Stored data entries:
━━━
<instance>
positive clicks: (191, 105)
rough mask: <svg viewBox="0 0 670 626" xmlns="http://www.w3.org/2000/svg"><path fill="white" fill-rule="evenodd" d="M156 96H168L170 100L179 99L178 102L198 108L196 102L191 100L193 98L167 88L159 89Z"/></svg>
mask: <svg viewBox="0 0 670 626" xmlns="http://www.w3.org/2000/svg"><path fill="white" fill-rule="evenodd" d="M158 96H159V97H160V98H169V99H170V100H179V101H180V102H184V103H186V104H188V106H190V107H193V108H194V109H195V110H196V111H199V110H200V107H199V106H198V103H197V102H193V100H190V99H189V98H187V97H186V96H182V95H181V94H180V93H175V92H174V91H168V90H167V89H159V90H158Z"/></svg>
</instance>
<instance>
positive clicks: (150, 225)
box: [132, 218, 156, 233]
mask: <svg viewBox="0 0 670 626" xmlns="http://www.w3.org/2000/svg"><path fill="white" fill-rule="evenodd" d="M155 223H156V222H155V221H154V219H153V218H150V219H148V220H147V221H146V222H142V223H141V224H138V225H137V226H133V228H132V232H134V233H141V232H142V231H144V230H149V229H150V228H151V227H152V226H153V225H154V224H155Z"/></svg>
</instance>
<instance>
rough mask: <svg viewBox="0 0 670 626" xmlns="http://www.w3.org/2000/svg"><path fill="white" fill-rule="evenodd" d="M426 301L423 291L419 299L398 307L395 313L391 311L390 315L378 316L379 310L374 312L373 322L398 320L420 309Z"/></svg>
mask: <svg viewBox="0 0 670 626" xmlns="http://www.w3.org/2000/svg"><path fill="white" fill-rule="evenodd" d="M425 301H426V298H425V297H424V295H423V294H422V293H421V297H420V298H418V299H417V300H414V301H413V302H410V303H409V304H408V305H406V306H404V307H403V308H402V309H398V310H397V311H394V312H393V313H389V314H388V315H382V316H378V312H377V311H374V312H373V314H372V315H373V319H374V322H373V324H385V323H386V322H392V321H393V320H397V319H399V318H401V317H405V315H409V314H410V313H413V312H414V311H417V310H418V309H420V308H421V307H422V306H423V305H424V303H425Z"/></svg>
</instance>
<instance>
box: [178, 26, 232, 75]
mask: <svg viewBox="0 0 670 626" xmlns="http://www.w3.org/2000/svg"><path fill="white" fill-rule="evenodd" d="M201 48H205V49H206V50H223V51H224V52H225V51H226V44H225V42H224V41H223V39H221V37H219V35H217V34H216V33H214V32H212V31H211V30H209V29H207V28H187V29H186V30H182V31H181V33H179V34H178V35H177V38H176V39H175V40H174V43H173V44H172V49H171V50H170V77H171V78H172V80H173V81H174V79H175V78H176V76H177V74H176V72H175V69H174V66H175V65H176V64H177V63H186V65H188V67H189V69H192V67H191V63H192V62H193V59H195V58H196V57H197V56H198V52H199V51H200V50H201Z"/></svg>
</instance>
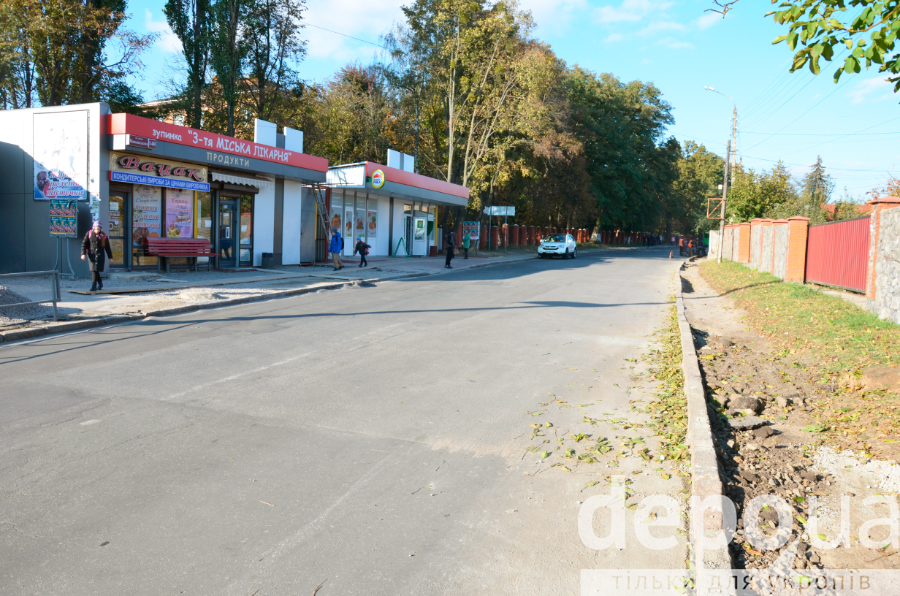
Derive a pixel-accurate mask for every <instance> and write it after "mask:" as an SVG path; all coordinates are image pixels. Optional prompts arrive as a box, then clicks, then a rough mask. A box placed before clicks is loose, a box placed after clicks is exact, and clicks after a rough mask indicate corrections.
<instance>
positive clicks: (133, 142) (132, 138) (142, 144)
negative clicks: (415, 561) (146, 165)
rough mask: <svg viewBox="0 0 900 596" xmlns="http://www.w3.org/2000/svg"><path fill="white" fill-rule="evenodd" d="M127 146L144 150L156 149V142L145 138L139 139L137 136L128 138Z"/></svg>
mask: <svg viewBox="0 0 900 596" xmlns="http://www.w3.org/2000/svg"><path fill="white" fill-rule="evenodd" d="M128 144H129V145H131V146H132V147H142V148H144V149H156V141H154V140H153V139H150V138H147V137H139V136H137V135H129V136H128Z"/></svg>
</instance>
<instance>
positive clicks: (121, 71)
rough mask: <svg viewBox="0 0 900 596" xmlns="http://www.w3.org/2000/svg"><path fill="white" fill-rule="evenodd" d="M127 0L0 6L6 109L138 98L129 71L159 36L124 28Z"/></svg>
mask: <svg viewBox="0 0 900 596" xmlns="http://www.w3.org/2000/svg"><path fill="white" fill-rule="evenodd" d="M125 9H126V3H125V0H6V1H5V2H3V3H2V5H0V101H2V102H3V107H5V108H22V107H32V106H34V105H44V106H56V105H64V104H69V103H81V102H91V101H98V100H105V99H106V98H108V97H113V98H116V99H118V100H119V101H120V102H121V101H125V100H129V99H135V100H139V97H138V96H137V94H135V93H134V91H133V90H131V89H130V88H129V86H128V84H127V82H126V80H125V77H126V76H127V75H128V74H129V73H130V72H131V71H133V70H134V69H139V68H140V66H141V65H140V62H139V60H138V57H139V55H140V53H141V52H142V51H144V50H145V49H146V48H147V47H148V46H149V44H150V43H151V42H152V41H153V39H154V38H155V37H154V36H152V35H147V36H139V35H135V34H134V33H132V32H130V31H128V30H127V29H126V28H125V27H124V23H125V20H126V14H125Z"/></svg>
━━━
## ASSIGNMENT
Would you write out each record above exactly, with no images?

## YOUR RESPONSE
<instance>
positive clicks: (191, 105)
rough mask: <svg viewBox="0 0 670 626" xmlns="http://www.w3.org/2000/svg"><path fill="white" fill-rule="evenodd" d="M156 96H168L170 100L179 99L178 102L198 108L196 102L191 100L193 98L167 88L159 89Z"/></svg>
mask: <svg viewBox="0 0 670 626" xmlns="http://www.w3.org/2000/svg"><path fill="white" fill-rule="evenodd" d="M158 96H159V97H160V98H169V99H170V100H179V101H180V102H184V103H186V104H188V106H190V107H193V108H194V109H195V110H196V111H199V110H200V107H199V106H198V103H197V102H193V100H190V99H189V98H187V97H186V96H182V95H181V94H180V93H175V92H174V91H168V90H167V89H159V90H158Z"/></svg>
</instance>
<instance>
positive clicks: (150, 225)
box: [132, 218, 156, 233]
mask: <svg viewBox="0 0 670 626" xmlns="http://www.w3.org/2000/svg"><path fill="white" fill-rule="evenodd" d="M155 223H156V222H155V221H154V219H153V218H150V219H148V220H147V221H146V222H142V223H141V224H138V225H137V226H133V228H132V232H134V233H141V232H142V231H144V230H149V229H150V228H151V227H152V226H153V225H154V224H155Z"/></svg>
</instance>
<instance>
rough mask: <svg viewBox="0 0 670 626" xmlns="http://www.w3.org/2000/svg"><path fill="white" fill-rule="evenodd" d="M426 301L423 291L419 299L398 307L395 313L391 311L390 315L378 316L379 310L374 312L373 322L398 320L420 309Z"/></svg>
mask: <svg viewBox="0 0 670 626" xmlns="http://www.w3.org/2000/svg"><path fill="white" fill-rule="evenodd" d="M425 301H426V298H425V297H424V295H423V294H422V293H421V297H420V298H418V299H417V300H414V301H413V302H410V303H409V304H408V305H406V306H404V307H403V308H402V309H398V310H397V311H394V312H393V313H389V314H388V315H382V316H378V312H377V311H374V312H373V314H372V315H373V319H374V322H373V324H385V323H386V322H392V321H393V320H397V319H399V318H401V317H405V315H409V314H410V313H413V312H414V311H417V310H418V309H420V308H421V307H422V306H423V305H424V303H425Z"/></svg>
</instance>
<instance>
box: [178, 26, 232, 75]
mask: <svg viewBox="0 0 670 626" xmlns="http://www.w3.org/2000/svg"><path fill="white" fill-rule="evenodd" d="M201 48H205V49H206V50H223V51H224V52H225V51H226V44H225V42H224V41H223V39H221V37H219V35H217V34H216V33H214V32H212V31H211V30H209V29H207V28H187V29H186V30H182V31H181V33H179V34H178V35H177V38H176V39H175V40H174V43H173V44H172V49H171V50H170V77H171V78H172V80H173V81H174V79H175V78H176V76H177V74H176V72H175V69H174V66H175V65H176V64H177V63H186V65H188V67H189V69H192V67H191V63H192V62H193V59H195V58H196V57H197V56H198V52H199V51H200V50H201Z"/></svg>
</instance>
Derive a pixel-accurate mask for every <instance> and write it after "mask:" as an SVG path; all coordinates are image pixels. Optional prompts arrive as a box, then clicks, then a rough mask. A box placed before clicks is loose, a box placed after clicks is exact, and clicks after a rough mask indicate corrections.
<instance>
positive clicks: (133, 142) (132, 138) (142, 144)
negative clicks: (415, 561) (146, 165)
rough mask: <svg viewBox="0 0 900 596" xmlns="http://www.w3.org/2000/svg"><path fill="white" fill-rule="evenodd" d="M127 146L144 150L156 149V142L145 138L139 139L137 136L128 138Z"/></svg>
mask: <svg viewBox="0 0 900 596" xmlns="http://www.w3.org/2000/svg"><path fill="white" fill-rule="evenodd" d="M128 144H129V145H131V146H132V147H142V148H144V149H156V141H154V140H153V139H150V138H147V137H139V136H137V135H129V136H128Z"/></svg>
</instance>
<instance>
positive clicks: (121, 71)
rough mask: <svg viewBox="0 0 900 596" xmlns="http://www.w3.org/2000/svg"><path fill="white" fill-rule="evenodd" d="M127 0L0 6L6 109L138 98L129 71L159 36L124 28Z"/></svg>
mask: <svg viewBox="0 0 900 596" xmlns="http://www.w3.org/2000/svg"><path fill="white" fill-rule="evenodd" d="M125 9H126V3H125V0H6V1H5V2H3V3H2V5H0V101H2V102H3V107H5V108H22V107H32V106H34V105H44V106H56V105H64V104H69V103H81V102H91V101H98V100H105V99H106V98H108V97H113V98H116V99H118V100H119V101H120V102H121V101H125V100H129V99H135V100H139V97H138V96H137V94H135V93H134V91H133V90H131V89H130V88H129V86H128V84H127V82H126V80H125V77H126V76H127V75H128V74H129V73H130V72H131V71H133V70H134V69H139V68H140V66H141V65H140V62H139V60H138V57H139V55H140V53H141V52H142V51H144V50H145V49H146V48H147V47H148V46H149V44H150V43H151V42H152V41H153V39H154V38H155V37H154V36H152V35H147V36H139V35H135V34H134V33H132V32H130V31H128V30H127V29H126V28H125V27H124V23H125V20H126V14H125Z"/></svg>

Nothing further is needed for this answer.